Rewrite the rows below with "in the image above" swapped for "in the preceding image" everywhere it occurs, leaving everything else untouched. Omit the pictures from your answer.

>> start Source data

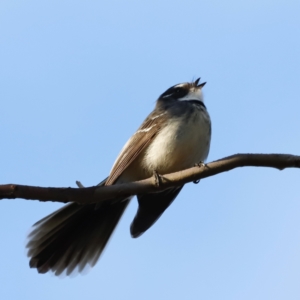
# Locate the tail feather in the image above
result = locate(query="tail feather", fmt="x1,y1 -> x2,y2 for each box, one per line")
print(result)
130,186 -> 183,238
27,198 -> 130,275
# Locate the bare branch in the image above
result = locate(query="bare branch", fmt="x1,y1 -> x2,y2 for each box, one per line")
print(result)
0,154 -> 300,204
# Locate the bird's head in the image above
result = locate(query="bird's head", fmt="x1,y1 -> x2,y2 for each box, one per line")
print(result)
158,78 -> 206,102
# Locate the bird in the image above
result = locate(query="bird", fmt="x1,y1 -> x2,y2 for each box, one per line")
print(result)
26,78 -> 211,276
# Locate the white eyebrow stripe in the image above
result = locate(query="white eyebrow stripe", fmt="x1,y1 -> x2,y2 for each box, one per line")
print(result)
135,124 -> 156,134
178,89 -> 203,102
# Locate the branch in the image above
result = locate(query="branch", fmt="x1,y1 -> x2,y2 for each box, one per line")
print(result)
0,154 -> 300,204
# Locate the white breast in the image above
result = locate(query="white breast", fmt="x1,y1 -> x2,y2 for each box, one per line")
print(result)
143,109 -> 211,174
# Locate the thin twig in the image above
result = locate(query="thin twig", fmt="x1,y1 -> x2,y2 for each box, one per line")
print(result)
0,154 -> 300,204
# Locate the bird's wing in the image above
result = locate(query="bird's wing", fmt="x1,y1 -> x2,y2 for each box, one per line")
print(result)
105,112 -> 166,185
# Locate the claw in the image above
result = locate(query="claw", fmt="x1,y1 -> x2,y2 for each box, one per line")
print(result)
153,170 -> 161,187
194,161 -> 205,168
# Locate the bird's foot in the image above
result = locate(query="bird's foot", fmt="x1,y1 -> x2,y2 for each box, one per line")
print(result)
153,170 -> 162,187
193,161 -> 205,184
194,161 -> 205,168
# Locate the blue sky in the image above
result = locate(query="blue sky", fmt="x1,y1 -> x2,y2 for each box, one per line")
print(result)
0,0 -> 300,300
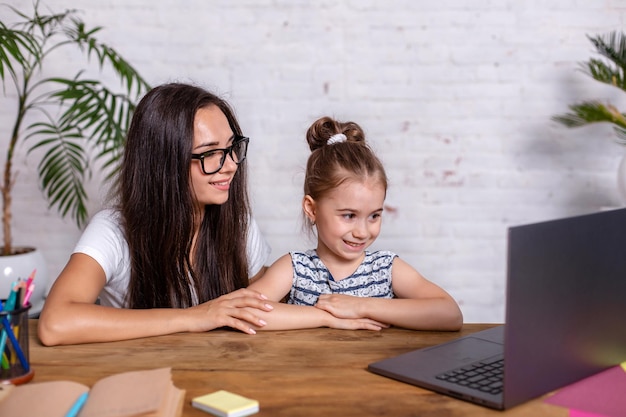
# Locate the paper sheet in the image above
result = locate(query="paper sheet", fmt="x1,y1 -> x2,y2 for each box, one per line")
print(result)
545,362 -> 626,417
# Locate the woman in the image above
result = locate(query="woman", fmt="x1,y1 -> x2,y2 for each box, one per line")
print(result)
38,83 -> 272,345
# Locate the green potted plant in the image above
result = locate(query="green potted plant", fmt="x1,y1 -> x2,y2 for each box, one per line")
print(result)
552,32 -> 626,202
0,0 -> 150,314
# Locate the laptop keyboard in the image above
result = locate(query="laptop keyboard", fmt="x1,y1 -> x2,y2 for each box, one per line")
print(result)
436,358 -> 504,394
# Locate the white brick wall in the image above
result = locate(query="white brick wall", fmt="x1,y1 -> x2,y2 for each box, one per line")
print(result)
0,0 -> 626,322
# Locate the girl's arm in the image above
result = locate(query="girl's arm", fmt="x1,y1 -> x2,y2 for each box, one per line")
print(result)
248,254 -> 387,330
316,258 -> 463,330
38,253 -> 272,346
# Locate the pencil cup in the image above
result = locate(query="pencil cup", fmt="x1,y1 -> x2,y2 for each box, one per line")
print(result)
0,300 -> 35,385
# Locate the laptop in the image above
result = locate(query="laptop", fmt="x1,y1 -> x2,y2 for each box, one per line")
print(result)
368,209 -> 626,409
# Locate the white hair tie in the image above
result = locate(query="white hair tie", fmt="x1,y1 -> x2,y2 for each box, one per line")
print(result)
326,133 -> 348,145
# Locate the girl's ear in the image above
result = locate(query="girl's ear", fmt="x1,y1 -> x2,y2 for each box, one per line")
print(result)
302,194 -> 315,224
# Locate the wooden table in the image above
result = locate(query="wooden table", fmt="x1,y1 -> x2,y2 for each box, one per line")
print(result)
24,320 -> 568,417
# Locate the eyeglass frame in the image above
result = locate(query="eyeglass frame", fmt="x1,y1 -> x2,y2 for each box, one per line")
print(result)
191,135 -> 250,175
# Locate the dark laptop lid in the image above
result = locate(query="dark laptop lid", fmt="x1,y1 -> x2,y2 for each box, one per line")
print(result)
504,209 -> 626,408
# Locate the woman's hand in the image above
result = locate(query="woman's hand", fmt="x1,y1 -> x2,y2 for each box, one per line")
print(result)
188,288 -> 273,334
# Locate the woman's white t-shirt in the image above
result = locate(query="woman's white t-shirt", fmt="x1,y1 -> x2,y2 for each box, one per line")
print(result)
73,209 -> 270,307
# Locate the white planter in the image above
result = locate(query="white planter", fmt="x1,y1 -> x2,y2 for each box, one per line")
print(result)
617,153 -> 626,205
0,248 -> 48,316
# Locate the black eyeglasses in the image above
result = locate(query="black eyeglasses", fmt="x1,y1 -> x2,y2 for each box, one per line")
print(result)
191,136 -> 250,175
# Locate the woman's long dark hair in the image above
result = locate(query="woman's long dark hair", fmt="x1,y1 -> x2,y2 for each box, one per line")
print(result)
117,83 -> 250,308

>> end Source data

Result of this exercise »
# Locate the tail feather in the preceding image
result = locate(query="tail feather", fmt="x1,y1 -> x2,y2 for each box, one per line")
print(result)
130,186 -> 183,238
27,198 -> 130,275
# Locate the bare branch in the preceding image
result = locate(query="bare branch", fmt="x1,y1 -> x2,y2 for each box, one per line")
print(result)
0,154 -> 300,204
# Locate the bird's head in the preceding image
result = locate(query="bird's head", fmt="x1,y1 -> x2,y2 for each box, one per line")
print(result)
158,78 -> 206,102
# Locate the bird in the preceding image
result = locate(query="bird", fmt="x1,y1 -> x2,y2 for each box, one per line")
print(result)
26,78 -> 211,276
# Locate the white eyebrow stripe in the preceding image
result = locate(query="white eyebrow stripe", fmt="x1,y1 -> x2,y2 for each box, one per line")
print(result)
135,124 -> 156,134
178,89 -> 203,102
# Locate the branch in the preceding image
result = locate(query="branch", fmt="x1,y1 -> x2,y2 for each box, one per line")
print(result)
0,154 -> 300,204
# Locate the white breast in the preceding image
result = locate(query="white breast", fmt="x1,y1 -> x2,y2 for each box, one per line")
print(result)
143,109 -> 211,174
# Locate the thin twig in the preceding image
result = locate(query="thin twig", fmt="x1,y1 -> x2,y2 for each box, one per line")
print(result)
0,154 -> 300,204
# Locate the bird's wing in the preceding image
result = locate(query="bird's wing", fmt="x1,y1 -> x2,y2 for each box, one per line")
print(result)
105,112 -> 166,185
# Locate the claw in the preceding image
result = locate(query="claw", fmt="x1,y1 -> x2,y2 for each box, one per line")
print(result)
153,170 -> 161,187
194,161 -> 205,168
# Locate the bird's foot in the preceding image
result = locate(query="bird's foot", fmt="x1,y1 -> x2,y2 for each box, one per line")
print(result)
153,170 -> 162,187
193,161 -> 205,184
194,161 -> 205,168
# Locate the blue sky in the preceding image
result = locate(query="blue sky", fmt="x1,y1 -> x2,y2 for each box, one per line")
print(result)
0,0 -> 300,300
# Locate the paper sheet in the preceding image
result = locate(query="paper sheet", fmt="x1,y1 -> x2,y2 for each box, one per line")
print(result)
545,362 -> 626,417
# Locate the woman in the preceding image
result = locate(query="woman", fmt="x1,y1 -> x2,y2 for each box, one per line")
print(result)
38,83 -> 272,345
# Locate the green potted plant in the preceding image
result = locate(query="green potted plant", fmt="x1,y1 -> x2,y2 for each box, one per line")
print(result)
552,32 -> 626,202
0,0 -> 150,314
# Locate the laptop keyboard in the preceding image
result = locate(query="laptop keyboard", fmt="x1,y1 -> x2,y2 for each box, one per line")
print(result)
436,358 -> 504,394
# Locate the white brick wall in the preceding image
result = locate(query="white brick wall", fmt="x1,y1 -> x2,y2 for each box, one per line")
print(result)
0,0 -> 626,322
# Locate the girl's arm in the preceding image
result = locate(query="girl's arm", fmt="x1,y1 -> x2,y2 for each box, one per line")
print(result)
248,254 -> 387,330
316,258 -> 463,330
38,253 -> 272,346
# Locate the pencil cup in the preceding image
result = locate(query="pencil cup", fmt="x1,y1 -> x2,y2 for each box, one per line")
print(result)
0,300 -> 35,385
# Locate the laptop in the preceding image
result = locate(query="laptop", fmt="x1,y1 -> x2,y2 for each box, one per line")
print(result)
368,209 -> 626,409
# Locate the white hair tie in the preceding image
result = locate(query="white hair tie", fmt="x1,y1 -> x2,y2 for each box, one per line")
print(result)
326,133 -> 348,145
# Locate the girl's ear in the preceding image
result = locate(query="girl's ear", fmt="x1,y1 -> x2,y2 for each box, one per line")
print(result)
302,194 -> 315,224
# Locate the wooden table in the preceding image
result = locate(query="wooden table", fmt="x1,y1 -> x2,y2 for each box, one per line")
print(result)
24,320 -> 568,417
# Locate the eyeglass frame in the preceding image
result = locate(query="eyeglass frame", fmt="x1,y1 -> x2,y2 for each box, one per line")
print(result)
191,135 -> 250,175
# Locate the dark laptop lid in the preceding image
result = locate(query="dark laptop lid", fmt="x1,y1 -> x2,y2 for each box, one per line")
print(result)
504,209 -> 626,408
# Locate the woman's hand in the preceding image
result = locate(query="woman's hand", fmt="x1,y1 -> x2,y2 for each box, one per line")
print(result)
188,288 -> 273,334
# Locate the woman's white t-shirt in the preceding image
result = locate(query="woman's white t-shirt", fmt="x1,y1 -> x2,y2 for each box, one per line")
print(result)
73,209 -> 270,307
# Locate the white planter in the preceding image
result = locate(query="white planter", fmt="x1,y1 -> x2,y2 for each box, one per line")
print(result)
617,153 -> 626,205
0,248 -> 48,316
# Locate the black eyeglasses in the preceding image
result = locate(query="black eyeglasses", fmt="x1,y1 -> x2,y2 for each box, one per line")
print(result)
191,136 -> 250,175
# Locate the woman's long dark hair in the preceding image
result = locate(query="woman's long dark hair", fmt="x1,y1 -> x2,y2 for each box, one per line")
print(result)
117,83 -> 250,308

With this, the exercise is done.